> [Exercise instructions] List every line of the material below that contains the string "query", treating uppercase and lowercase letters as different.

> [Data section]
===
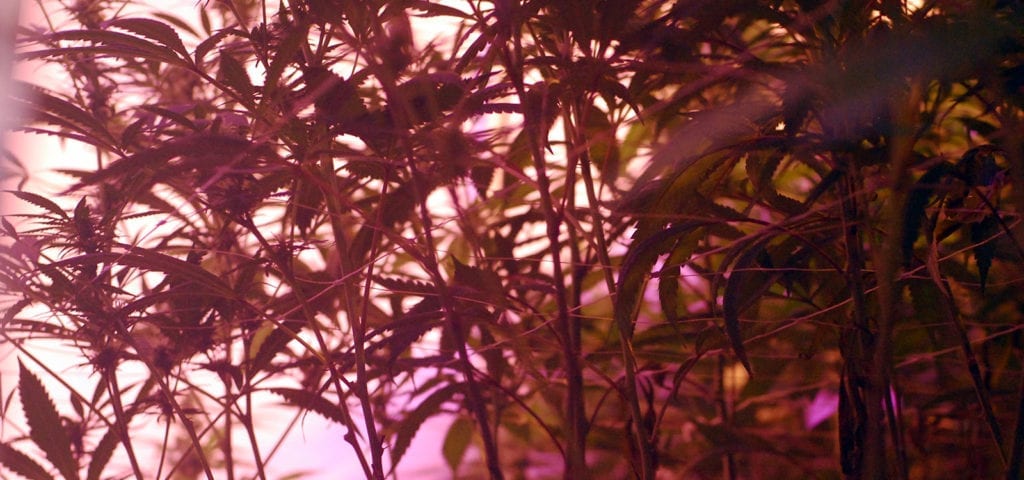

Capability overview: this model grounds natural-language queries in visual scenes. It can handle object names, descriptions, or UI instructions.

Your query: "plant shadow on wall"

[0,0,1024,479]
===
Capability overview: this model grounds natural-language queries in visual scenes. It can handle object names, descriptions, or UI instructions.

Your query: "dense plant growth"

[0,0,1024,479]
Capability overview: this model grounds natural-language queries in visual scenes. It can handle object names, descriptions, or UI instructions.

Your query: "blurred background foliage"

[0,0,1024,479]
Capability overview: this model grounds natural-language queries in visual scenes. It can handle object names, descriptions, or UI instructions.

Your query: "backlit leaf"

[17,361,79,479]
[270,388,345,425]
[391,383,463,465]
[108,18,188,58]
===
> [Final result]
Your query: "plant shadow on wall"
Your query: "dense plant growth"
Your query: "blurred background foliage"
Your query: "backlit leaf"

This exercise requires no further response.